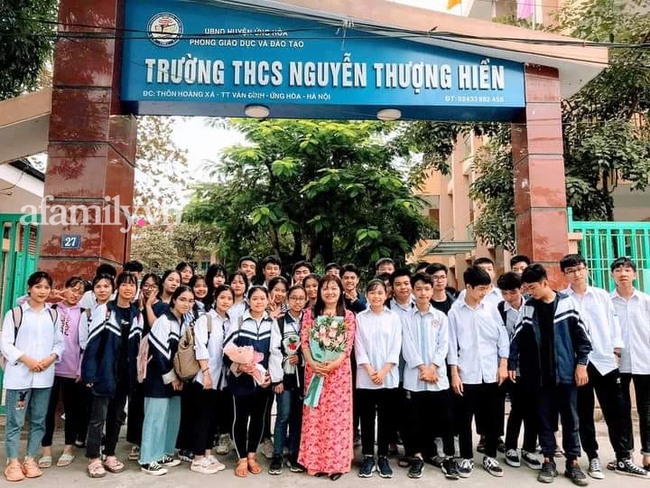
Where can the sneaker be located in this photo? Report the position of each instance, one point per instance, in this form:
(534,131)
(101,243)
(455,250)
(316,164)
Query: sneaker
(31,469)
(501,446)
(267,448)
(481,445)
(276,465)
(170,462)
(435,461)
(416,468)
(204,466)
(450,469)
(626,466)
(14,472)
(465,468)
(595,470)
(492,466)
(134,455)
(295,466)
(383,466)
(512,458)
(216,463)
(547,473)
(368,467)
(185,456)
(224,446)
(575,474)
(154,469)
(531,460)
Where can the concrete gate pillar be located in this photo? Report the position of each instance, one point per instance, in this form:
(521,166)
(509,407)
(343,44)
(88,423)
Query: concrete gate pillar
(91,153)
(540,192)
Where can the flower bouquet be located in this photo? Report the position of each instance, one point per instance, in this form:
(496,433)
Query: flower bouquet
(326,343)
(291,346)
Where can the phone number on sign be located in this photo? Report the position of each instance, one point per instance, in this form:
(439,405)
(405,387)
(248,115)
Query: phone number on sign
(473,99)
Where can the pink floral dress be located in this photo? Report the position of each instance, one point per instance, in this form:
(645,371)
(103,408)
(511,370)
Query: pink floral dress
(326,444)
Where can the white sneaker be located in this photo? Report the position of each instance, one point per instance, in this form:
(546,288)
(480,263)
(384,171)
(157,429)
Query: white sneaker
(204,466)
(224,446)
(215,462)
(267,449)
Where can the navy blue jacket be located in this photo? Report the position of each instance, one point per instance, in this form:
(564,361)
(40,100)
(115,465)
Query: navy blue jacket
(100,360)
(572,344)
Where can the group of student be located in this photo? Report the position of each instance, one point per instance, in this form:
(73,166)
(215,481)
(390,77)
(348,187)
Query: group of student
(420,364)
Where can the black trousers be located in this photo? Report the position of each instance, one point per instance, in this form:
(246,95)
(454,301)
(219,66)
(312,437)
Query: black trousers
(203,421)
(552,401)
(226,412)
(248,424)
(135,417)
(75,406)
(480,401)
(642,393)
(184,438)
(522,410)
(376,404)
(429,416)
(610,396)
(109,412)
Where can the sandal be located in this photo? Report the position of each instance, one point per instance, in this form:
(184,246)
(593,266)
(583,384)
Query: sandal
(96,470)
(253,466)
(114,465)
(65,460)
(241,469)
(45,462)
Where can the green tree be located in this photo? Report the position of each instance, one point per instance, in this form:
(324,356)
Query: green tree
(27,31)
(320,190)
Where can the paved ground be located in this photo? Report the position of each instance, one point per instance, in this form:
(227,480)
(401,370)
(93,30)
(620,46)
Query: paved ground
(75,475)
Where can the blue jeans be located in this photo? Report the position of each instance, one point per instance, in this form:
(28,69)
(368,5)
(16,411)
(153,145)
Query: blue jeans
(289,414)
(162,418)
(32,402)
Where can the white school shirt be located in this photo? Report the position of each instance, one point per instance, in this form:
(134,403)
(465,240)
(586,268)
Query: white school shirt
(37,337)
(425,340)
(477,341)
(493,297)
(211,349)
(634,319)
(377,341)
(597,312)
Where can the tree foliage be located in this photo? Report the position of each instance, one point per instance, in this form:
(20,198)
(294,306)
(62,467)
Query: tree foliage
(162,167)
(320,190)
(26,42)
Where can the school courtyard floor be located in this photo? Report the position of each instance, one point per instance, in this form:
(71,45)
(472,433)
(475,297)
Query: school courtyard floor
(75,474)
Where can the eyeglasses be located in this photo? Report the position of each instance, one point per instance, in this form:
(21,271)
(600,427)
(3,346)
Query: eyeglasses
(577,270)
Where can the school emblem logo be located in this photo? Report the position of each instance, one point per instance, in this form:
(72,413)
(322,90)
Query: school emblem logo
(165,29)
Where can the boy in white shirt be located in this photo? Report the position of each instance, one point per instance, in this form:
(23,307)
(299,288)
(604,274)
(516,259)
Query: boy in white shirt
(597,311)
(478,354)
(633,310)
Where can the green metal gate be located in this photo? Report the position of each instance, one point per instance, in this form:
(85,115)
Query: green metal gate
(603,242)
(20,247)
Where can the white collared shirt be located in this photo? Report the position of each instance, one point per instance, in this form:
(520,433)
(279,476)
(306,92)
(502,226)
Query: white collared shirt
(37,338)
(493,297)
(377,341)
(634,319)
(597,312)
(425,341)
(477,341)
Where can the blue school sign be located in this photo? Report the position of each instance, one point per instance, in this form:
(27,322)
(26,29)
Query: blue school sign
(203,58)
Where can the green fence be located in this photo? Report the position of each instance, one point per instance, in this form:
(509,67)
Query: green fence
(602,242)
(20,247)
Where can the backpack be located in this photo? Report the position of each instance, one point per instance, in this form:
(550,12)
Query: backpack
(186,365)
(17,317)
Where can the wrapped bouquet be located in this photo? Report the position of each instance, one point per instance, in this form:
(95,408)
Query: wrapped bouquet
(326,343)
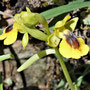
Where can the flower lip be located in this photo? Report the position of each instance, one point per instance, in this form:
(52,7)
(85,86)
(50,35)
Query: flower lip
(72,40)
(9,28)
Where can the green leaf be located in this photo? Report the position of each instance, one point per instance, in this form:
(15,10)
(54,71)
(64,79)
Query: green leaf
(1,85)
(3,57)
(35,57)
(65,8)
(25,40)
(32,30)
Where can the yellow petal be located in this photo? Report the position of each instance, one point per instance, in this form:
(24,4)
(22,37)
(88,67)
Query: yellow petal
(67,18)
(59,24)
(84,49)
(65,49)
(3,35)
(71,24)
(11,37)
(76,54)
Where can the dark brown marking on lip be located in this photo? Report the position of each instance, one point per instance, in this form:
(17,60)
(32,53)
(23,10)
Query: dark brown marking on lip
(73,42)
(9,28)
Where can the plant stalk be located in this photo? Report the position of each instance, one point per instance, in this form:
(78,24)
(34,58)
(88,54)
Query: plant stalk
(65,71)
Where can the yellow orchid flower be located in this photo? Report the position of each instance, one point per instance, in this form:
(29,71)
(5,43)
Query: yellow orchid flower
(53,40)
(64,24)
(9,34)
(72,47)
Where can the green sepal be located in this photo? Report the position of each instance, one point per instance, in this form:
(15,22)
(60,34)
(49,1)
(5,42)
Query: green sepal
(53,40)
(71,24)
(36,33)
(7,56)
(34,58)
(1,84)
(25,40)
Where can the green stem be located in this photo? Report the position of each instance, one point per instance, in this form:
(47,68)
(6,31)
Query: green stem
(67,76)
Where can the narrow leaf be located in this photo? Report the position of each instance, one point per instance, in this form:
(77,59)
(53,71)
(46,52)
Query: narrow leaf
(1,85)
(25,40)
(35,57)
(3,57)
(65,8)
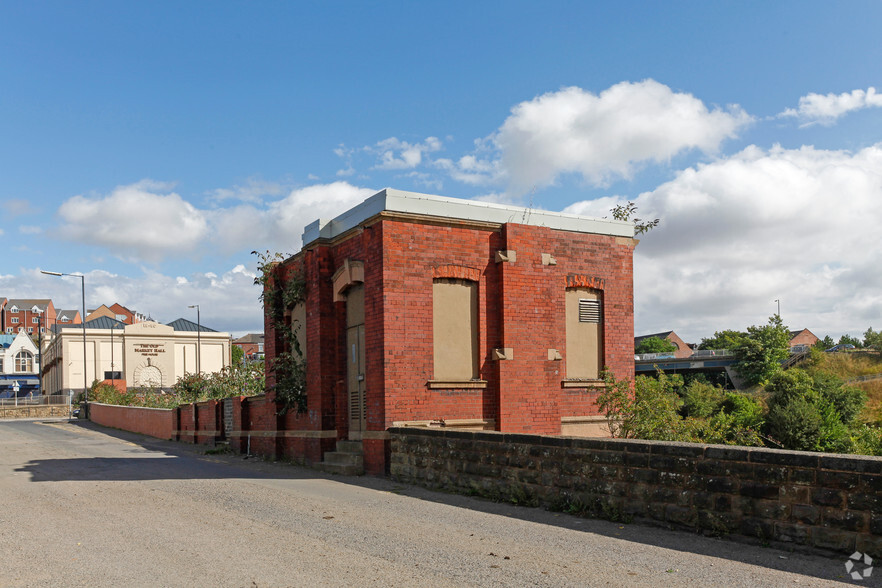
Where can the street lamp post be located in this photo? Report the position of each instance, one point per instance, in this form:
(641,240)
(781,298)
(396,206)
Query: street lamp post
(40,348)
(83,290)
(198,338)
(112,375)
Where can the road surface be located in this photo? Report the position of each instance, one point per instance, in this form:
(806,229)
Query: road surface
(86,506)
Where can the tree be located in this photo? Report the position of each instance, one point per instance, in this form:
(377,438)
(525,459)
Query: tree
(825,343)
(759,354)
(727,339)
(626,211)
(812,413)
(655,345)
(873,339)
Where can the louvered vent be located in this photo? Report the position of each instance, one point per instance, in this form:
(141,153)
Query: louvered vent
(589,311)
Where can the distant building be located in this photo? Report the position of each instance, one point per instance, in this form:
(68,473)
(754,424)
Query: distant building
(803,337)
(146,354)
(18,365)
(68,317)
(684,349)
(251,345)
(27,315)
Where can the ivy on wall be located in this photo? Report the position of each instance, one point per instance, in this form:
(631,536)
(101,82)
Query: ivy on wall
(279,298)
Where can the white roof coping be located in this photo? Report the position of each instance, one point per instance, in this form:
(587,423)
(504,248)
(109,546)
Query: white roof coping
(392,200)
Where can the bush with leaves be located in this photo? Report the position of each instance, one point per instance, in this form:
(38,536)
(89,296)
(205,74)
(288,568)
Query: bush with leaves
(759,354)
(655,345)
(812,414)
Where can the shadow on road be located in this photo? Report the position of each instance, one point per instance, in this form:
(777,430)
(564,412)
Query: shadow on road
(185,461)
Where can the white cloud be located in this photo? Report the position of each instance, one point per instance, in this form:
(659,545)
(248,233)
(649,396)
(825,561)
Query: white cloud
(825,109)
(797,225)
(135,222)
(395,154)
(287,217)
(228,301)
(604,136)
(254,190)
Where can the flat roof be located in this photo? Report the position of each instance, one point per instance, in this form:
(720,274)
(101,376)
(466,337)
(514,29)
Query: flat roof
(392,200)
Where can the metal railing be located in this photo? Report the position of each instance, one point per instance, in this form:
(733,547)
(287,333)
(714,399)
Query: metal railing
(39,400)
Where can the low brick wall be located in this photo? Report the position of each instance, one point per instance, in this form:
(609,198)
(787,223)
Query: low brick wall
------------------------------
■ About this exercise
How many lines in the entries include the string "brick"? Answer with the number alone.

■ Output of the task
2